— EXERCISE DESCRIPTION —
Copy the data below line for line, without changing anything.

## Start

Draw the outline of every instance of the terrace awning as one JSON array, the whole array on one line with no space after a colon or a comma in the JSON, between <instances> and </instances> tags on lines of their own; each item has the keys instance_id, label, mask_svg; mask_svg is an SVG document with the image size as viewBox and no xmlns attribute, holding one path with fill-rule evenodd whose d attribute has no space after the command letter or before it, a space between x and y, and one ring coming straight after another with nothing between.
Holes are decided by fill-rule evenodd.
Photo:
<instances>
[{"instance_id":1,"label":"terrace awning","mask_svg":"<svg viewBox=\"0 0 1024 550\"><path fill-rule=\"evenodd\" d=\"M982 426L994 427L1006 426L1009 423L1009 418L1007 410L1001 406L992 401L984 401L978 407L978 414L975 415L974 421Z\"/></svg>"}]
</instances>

## End

— WORKED ANSWER —
Draw the outline of every instance of the terrace awning as one JSON array, the whole array on one line with no space after a colon or a comma in the JSON, between <instances> and </instances> tags on lines of their own; each item has the keys instance_id, label, mask_svg; mask_svg is an SVG document with the image size as viewBox and no xmlns attribute, holding one path with fill-rule evenodd whose d attribute has no space after the command letter or before it, a space between x and y, and one ring coming straight after another with nothing between.
Holes are decided by fill-rule evenodd.
Photo:
<instances>
[{"instance_id":1,"label":"terrace awning","mask_svg":"<svg viewBox=\"0 0 1024 550\"><path fill-rule=\"evenodd\" d=\"M982 426L994 427L1006 426L1009 423L1009 418L1007 410L1001 406L992 401L984 401L978 407L978 414L975 415L974 421Z\"/></svg>"}]
</instances>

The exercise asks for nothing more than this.